Task: All records below must be retyped exactly.

*** Data excerpts ***

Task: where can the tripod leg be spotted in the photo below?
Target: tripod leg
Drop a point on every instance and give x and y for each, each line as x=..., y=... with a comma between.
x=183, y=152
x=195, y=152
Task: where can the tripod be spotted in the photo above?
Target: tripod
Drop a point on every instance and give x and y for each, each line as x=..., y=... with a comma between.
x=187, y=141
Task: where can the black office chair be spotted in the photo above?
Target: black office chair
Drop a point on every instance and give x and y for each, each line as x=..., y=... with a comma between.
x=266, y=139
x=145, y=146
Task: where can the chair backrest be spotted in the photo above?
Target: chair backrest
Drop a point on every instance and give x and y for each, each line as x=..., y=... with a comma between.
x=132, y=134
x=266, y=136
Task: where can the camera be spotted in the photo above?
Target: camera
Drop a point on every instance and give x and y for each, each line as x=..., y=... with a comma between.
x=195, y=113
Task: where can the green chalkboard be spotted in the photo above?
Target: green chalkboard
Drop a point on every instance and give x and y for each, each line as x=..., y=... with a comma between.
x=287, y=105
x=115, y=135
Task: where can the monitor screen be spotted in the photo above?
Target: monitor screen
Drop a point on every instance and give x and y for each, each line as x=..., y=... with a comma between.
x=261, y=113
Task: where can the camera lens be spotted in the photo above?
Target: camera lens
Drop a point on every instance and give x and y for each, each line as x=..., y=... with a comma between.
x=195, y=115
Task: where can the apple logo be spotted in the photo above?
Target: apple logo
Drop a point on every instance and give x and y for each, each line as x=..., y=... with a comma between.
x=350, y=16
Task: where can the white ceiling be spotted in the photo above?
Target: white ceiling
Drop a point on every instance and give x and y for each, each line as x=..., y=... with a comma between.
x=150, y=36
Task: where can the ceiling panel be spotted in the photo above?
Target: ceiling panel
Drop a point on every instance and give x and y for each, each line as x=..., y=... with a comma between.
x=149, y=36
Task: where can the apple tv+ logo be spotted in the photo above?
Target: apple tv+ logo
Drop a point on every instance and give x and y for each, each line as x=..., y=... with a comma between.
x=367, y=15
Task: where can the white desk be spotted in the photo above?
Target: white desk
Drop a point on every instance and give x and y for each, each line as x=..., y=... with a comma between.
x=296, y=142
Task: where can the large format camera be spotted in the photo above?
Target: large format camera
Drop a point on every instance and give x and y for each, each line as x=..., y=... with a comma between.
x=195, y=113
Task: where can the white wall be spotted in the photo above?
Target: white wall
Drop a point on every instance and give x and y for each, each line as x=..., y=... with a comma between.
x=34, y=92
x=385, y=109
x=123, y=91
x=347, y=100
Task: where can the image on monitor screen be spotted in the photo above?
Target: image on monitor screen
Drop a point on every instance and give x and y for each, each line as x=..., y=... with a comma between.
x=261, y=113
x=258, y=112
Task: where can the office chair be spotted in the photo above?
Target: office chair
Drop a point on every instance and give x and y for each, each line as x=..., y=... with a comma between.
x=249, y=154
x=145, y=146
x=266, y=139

*** End of Data excerpts ***

Final answer:
Task: where can the tripod leg be spotted in the photo below?
Target: tripod leg
Drop a point on every instance and give x and y for each, each line as x=..., y=... with a comma between.
x=183, y=152
x=195, y=152
Task: where can the tripod be spotted in the photo above?
Target: tripod
Drop a point on every instance and give x and y for each, each line as x=..., y=... with a comma between.
x=187, y=141
Task: where can the black office chair be spotted in the photo above?
Target: black office chair
Drop a point on every instance and give x and y for each, each line as x=..., y=... with a comma between.
x=266, y=139
x=145, y=146
Task: where can the chair backrest be spotted in the photo above?
Target: chair backrest
Drop a point on every instance and give x and y for each, each line as x=..., y=... with a comma between.
x=132, y=134
x=266, y=136
Task: where can the camera be spotted in the photo above?
Target: camera
Drop a point on every instance and give x and y for each, each line as x=..., y=... with a comma between.
x=195, y=113
Task: where can the green chalkboard be spotted in the photo above?
Target: green chalkboard
Drop a point on every instance and give x and y for each, each line as x=..., y=... with a comma between.
x=287, y=105
x=115, y=135
Task: where can the monitor screen be spotted in the photo above?
Target: monitor screen
Drop a point on every instance and give x and y for each, each line as x=..., y=... with a comma between.
x=261, y=113
Task: where can the camera lens be spotted in the photo above?
Target: camera lens
Drop a point on every instance and give x and y for each, each line as x=..., y=... with a comma between.
x=195, y=115
Task: where can the apple logo be spotted in the photo above?
Target: apple logo
Drop a point on every instance and give x and y for each, each line as x=..., y=... with a comma between.
x=350, y=16
Task: where can the white ceiling be spotted in the photo above?
Target: white ceiling
Drop a point on every instance and give x and y for each, each line as x=..., y=... with a comma between.
x=150, y=36
Task: where can the ceiling panel be spotted in the photo above?
Target: ceiling panel
Drop a point on every instance and give x and y for each, each line as x=..., y=... with a comma between.
x=149, y=36
Task: where can the apple tv+ logo be spotted in the photo above?
Target: apple tv+ logo
Drop a point on every instance and give x and y for each, each line as x=..., y=... with a comma between.
x=367, y=15
Task: where can the white desk be spotted in the photo above?
Target: white desk
Drop a point on every instance and give x and y for each, each line as x=..., y=... with a comma between.
x=296, y=142
Task: where can the large format camera be spotted in the photo above?
Target: large format camera
Drop a point on every instance and give x and y for each, each line as x=..., y=... with a comma between.
x=195, y=113
Task: where can the white wall be spotted in the photo above?
Target: white wall
Drop a point on every instance and give x and y for each, each line as x=..., y=... with a comma between.
x=34, y=92
x=385, y=109
x=123, y=91
x=347, y=100
Task: where can the image on monitor screen be spotted in the photo above?
Target: image on monitor screen
Drop a point on every instance and give x and y for each, each line as x=..., y=... with a comma between.
x=261, y=113
x=258, y=112
Task: where can the office chair be spotted in the photo above?
Target: office chair
Drop a point on every instance and give x and y for each, each line as x=..., y=... with a comma between.
x=249, y=154
x=145, y=146
x=266, y=139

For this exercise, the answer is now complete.